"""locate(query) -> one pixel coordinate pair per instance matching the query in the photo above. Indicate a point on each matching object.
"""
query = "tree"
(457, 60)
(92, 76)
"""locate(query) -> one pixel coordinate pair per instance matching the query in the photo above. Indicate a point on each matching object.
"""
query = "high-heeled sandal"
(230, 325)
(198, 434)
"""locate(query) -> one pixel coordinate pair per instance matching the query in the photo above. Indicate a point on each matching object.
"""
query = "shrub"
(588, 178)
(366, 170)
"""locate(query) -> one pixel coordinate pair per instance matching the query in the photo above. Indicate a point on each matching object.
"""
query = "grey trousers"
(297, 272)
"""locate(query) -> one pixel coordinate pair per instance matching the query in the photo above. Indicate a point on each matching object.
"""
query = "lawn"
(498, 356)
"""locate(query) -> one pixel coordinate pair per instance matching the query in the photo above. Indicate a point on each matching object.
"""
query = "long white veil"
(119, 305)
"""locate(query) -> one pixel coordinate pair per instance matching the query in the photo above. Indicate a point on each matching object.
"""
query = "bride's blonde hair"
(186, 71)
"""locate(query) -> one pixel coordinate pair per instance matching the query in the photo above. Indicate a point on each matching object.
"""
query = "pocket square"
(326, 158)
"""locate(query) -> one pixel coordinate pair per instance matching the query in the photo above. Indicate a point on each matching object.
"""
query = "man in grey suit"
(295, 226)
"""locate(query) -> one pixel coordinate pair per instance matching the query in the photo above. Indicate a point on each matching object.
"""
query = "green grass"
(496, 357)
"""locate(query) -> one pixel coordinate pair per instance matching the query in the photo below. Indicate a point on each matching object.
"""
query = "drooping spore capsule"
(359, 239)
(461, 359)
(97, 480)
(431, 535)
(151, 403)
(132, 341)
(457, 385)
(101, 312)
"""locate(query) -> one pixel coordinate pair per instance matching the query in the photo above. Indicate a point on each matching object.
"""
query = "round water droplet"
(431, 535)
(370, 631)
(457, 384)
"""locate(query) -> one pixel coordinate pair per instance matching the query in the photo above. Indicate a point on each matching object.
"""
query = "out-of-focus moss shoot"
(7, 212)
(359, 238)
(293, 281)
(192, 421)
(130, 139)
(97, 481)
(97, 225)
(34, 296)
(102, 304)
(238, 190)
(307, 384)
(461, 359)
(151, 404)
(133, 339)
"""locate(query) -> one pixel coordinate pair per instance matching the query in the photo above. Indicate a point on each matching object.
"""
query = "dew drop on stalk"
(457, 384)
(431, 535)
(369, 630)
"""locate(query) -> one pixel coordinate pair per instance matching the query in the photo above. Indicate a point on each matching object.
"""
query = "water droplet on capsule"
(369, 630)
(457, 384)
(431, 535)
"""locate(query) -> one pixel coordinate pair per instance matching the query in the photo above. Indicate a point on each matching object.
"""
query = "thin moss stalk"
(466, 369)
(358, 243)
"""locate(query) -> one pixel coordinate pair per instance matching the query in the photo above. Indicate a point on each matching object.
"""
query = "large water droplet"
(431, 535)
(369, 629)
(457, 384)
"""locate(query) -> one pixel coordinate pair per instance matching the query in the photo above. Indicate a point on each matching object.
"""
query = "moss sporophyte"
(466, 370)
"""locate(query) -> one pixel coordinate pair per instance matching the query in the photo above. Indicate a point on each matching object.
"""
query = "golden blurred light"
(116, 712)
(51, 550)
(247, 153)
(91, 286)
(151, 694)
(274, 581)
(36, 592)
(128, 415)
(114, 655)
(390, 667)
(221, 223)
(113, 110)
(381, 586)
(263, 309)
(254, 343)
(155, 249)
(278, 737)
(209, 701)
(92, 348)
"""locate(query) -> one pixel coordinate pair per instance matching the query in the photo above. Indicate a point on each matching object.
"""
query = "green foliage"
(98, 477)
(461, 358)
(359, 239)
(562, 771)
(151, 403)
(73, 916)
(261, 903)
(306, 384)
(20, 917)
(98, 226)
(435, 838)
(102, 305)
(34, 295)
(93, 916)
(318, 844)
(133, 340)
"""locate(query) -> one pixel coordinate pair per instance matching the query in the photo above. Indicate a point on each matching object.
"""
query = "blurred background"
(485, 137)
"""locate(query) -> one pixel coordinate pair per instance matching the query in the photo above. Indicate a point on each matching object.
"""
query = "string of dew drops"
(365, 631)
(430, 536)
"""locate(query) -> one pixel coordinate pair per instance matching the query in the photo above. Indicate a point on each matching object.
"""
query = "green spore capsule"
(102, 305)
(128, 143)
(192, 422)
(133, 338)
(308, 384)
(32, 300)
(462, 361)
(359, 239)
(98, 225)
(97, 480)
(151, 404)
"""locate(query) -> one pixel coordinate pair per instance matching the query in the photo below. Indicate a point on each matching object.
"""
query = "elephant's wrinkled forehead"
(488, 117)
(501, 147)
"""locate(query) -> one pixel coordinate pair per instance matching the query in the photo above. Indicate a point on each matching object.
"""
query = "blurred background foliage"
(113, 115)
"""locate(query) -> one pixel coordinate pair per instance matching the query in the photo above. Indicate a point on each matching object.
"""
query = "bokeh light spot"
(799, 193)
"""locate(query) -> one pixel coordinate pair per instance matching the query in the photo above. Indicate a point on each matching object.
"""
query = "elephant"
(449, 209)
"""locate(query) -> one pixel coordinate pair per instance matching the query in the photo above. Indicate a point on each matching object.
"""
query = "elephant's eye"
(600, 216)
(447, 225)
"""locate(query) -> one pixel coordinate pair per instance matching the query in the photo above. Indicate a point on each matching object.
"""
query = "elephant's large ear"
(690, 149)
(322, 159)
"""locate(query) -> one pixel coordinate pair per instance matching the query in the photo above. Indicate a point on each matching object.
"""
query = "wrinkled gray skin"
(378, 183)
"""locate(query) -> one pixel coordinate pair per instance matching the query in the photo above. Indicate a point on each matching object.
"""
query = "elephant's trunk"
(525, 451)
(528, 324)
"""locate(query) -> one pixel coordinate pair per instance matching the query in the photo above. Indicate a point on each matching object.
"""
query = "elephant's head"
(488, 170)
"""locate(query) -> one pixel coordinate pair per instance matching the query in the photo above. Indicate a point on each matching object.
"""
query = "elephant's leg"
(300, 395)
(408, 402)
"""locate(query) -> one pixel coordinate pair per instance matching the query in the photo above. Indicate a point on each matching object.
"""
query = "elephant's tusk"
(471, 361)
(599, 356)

WHAT YOU HAVE TO DO: Copy out each line exactly as written.

REPLY TO THE EXERCISE:
"""locate(query) -> one pixel coordinate pair per instance matching the query in the photo above. Indicate a point on each matching object.
"""
query = "tree"
(457, 60)
(92, 76)
"""locate(query) -> one pixel coordinate pair per instance matching the query in the photo above. Indicate a point on each matching object.
"""
query = "high-heeled sandal"
(230, 325)
(198, 434)
"""locate(query) -> one pixel coordinate pair per instance matching the query in the photo above. Indicate a point on each matching object.
"""
query = "shrub"
(588, 178)
(366, 170)
"""locate(query) -> one pixel coordinate pair per instance matching the query in the photo above. Indicate a point on each matching object.
"""
query = "grey trousers"
(297, 272)
"""locate(query) -> one pixel coordinate pair per instance matching the query in the photo above. Indicate a point on each matching object.
"""
query = "lawn"
(498, 356)
"""locate(query) -> one pixel coordinate pair per instance matching the query in the photo above. Indicate a point on each matching object.
"""
query = "long white veil"
(119, 305)
"""locate(query) -> one pixel coordinate pair per instance matching the query in the photo above. Indicate a point on each matching object.
"""
query = "bride's blonde hair"
(186, 71)
"""locate(query) -> one pixel coordinate pair per instance matching the query in the photo above. Indicate a point on each matching object.
"""
query = "pocket square"
(326, 158)
"""locate(query) -> one pixel coordinate pair per instance matching the query in the photo above. Indicate a point on each matching object.
"""
query = "man in grey suit"
(295, 226)
"""locate(query) -> one pixel coordinate pair per instance matching the query in the photo above. Indicate a point on each matching object.
"""
query = "green grass"
(496, 357)
"""locate(query) -> one pixel coordinate pair per instance matching the query in the photo below. Indicate a point on each matching object.
"""
query = "drooping spore capsule"
(359, 239)
(461, 359)
(97, 480)
(431, 535)
(151, 403)
(132, 341)
(457, 385)
(101, 312)
"""locate(query) -> one pixel coordinate pair per instance matching the query in the photo above. Indicate a point on each matching object.
"""
query = "round water droplet"
(431, 535)
(370, 631)
(457, 384)
"""locate(query) -> one pixel coordinate pair per instance matching the query in the photo above. Indicate a point on each matching object.
"""
query = "out-of-focus moss shoot"
(7, 212)
(359, 238)
(293, 281)
(192, 421)
(130, 139)
(97, 481)
(97, 225)
(34, 296)
(102, 304)
(238, 190)
(307, 384)
(461, 359)
(151, 404)
(133, 339)
"""locate(query) -> one pixel coordinate pair per instance matching the query in the photo above. Indicate a point on each matching object.
"""
query = "dew drop on stalk"
(457, 384)
(431, 535)
(369, 630)
"""locate(query) -> one pixel coordinate pair per instance matching the query in the photo above. Indicate a point on each matching object.
"""
query = "water droplet on capsule"
(369, 630)
(457, 384)
(431, 535)
"""locate(query) -> one pixel coordinate pair per instance matching the query in the photo above. Indicate a point on each matching object.
"""
query = "thin moss stalk"
(466, 369)
(358, 243)
"""locate(query) -> one pixel coordinate pair per instance matching the query in the photo above. Indicate a point on each matching object.
"""
query = "large water droplet"
(431, 535)
(369, 629)
(457, 384)
"""locate(query) -> one pixel coordinate pair per instance matching the query in the photo above. Indicate a point on each matching object.
"""
query = "moss sporophyte"
(466, 370)
"""locate(query) -> one pixel coordinate pair per instance matching the query in the photo above. Indicate a point on each matching object.
"""
query = "golden blurred light"
(116, 712)
(51, 550)
(247, 153)
(91, 286)
(151, 694)
(274, 581)
(36, 592)
(128, 415)
(114, 655)
(390, 667)
(221, 223)
(113, 110)
(381, 586)
(263, 309)
(254, 343)
(155, 249)
(278, 737)
(209, 701)
(92, 348)
"""locate(query) -> one pixel coordinate pair per instance matching the query in the photo above. Indicate a point on each matching object.
"""
query = "green foliage"
(98, 477)
(461, 358)
(359, 239)
(562, 771)
(151, 403)
(73, 916)
(261, 903)
(306, 384)
(20, 917)
(98, 226)
(435, 838)
(102, 305)
(34, 295)
(93, 916)
(318, 844)
(133, 340)
"""locate(query) -> one pixel coordinate pair per instance matching the query in the photo above. Indicate a point on each matching object.
"""
query = "blurred background"
(485, 137)
"""locate(query) -> one pixel coordinate pair per instance matching the query in the photo above. Indicate a point on each matching object.
"""
query = "string of dew drops"
(365, 631)
(430, 536)
"""locate(query) -> one pixel coordinate pair per instance matching the query in the photo above. Indicate a point on each matching object.
"""
query = "green spore capsule"
(102, 305)
(128, 143)
(192, 422)
(133, 338)
(308, 384)
(32, 300)
(462, 361)
(359, 239)
(98, 225)
(97, 480)
(151, 404)
"""locate(query) -> one pixel coordinate pair per instance matching the query in the photo below. Indicate a point on each matching object.
"""
query = "elephant's wrinkled forehead"
(488, 117)
(501, 147)
"""locate(query) -> one pixel coordinate pair per instance matching the query in the photo above. Indicate a point on each matching object.
"""
query = "blurred background foliage"
(113, 115)
"""locate(query) -> one pixel coordinate pair per instance matching the query in the photo above. Indicate a point on each matching object.
"""
query = "bokeh light spot"
(799, 193)
"""locate(query) -> one pixel coordinate pair per instance matching the query in the photo above. Indicate a point on each matching object.
"""
query = "elephant"
(449, 209)
"""locate(query) -> one pixel coordinate pair per instance matching the query in the photo above. Indicate a point on each matching object.
"""
query = "elephant's eye"
(600, 216)
(447, 225)
"""locate(query) -> one pixel coordinate pair per instance matching the query in the photo above. Indicate a point on each matching object.
"""
query = "elephant's large ear"
(690, 149)
(322, 159)
"""locate(query) -> one pixel coordinate pair per instance matching the query in the photo above. Indicate a point on each matching object.
"""
query = "wrinkled gray skin"
(378, 183)
"""locate(query) -> one pixel coordinate pair per instance matching the query in the photo above. Indicate a point on each matching object.
"""
query = "elephant's trunk"
(525, 451)
(528, 324)
"""locate(query) -> one pixel coordinate pair per instance matching the query in the photo above. Indicate a point on each matching object.
"""
query = "elephant's head"
(488, 170)
"""locate(query) -> one pixel coordinate pair per instance matching the query in the photo above. Indicate a point on each matching object.
"""
query = "elephant's leg"
(300, 395)
(408, 402)
"""locate(query) -> one pixel coordinate pair per instance matching the query in the photo above. Indicate a point on each matching object.
"""
query = "elephant's tusk"
(471, 361)
(599, 356)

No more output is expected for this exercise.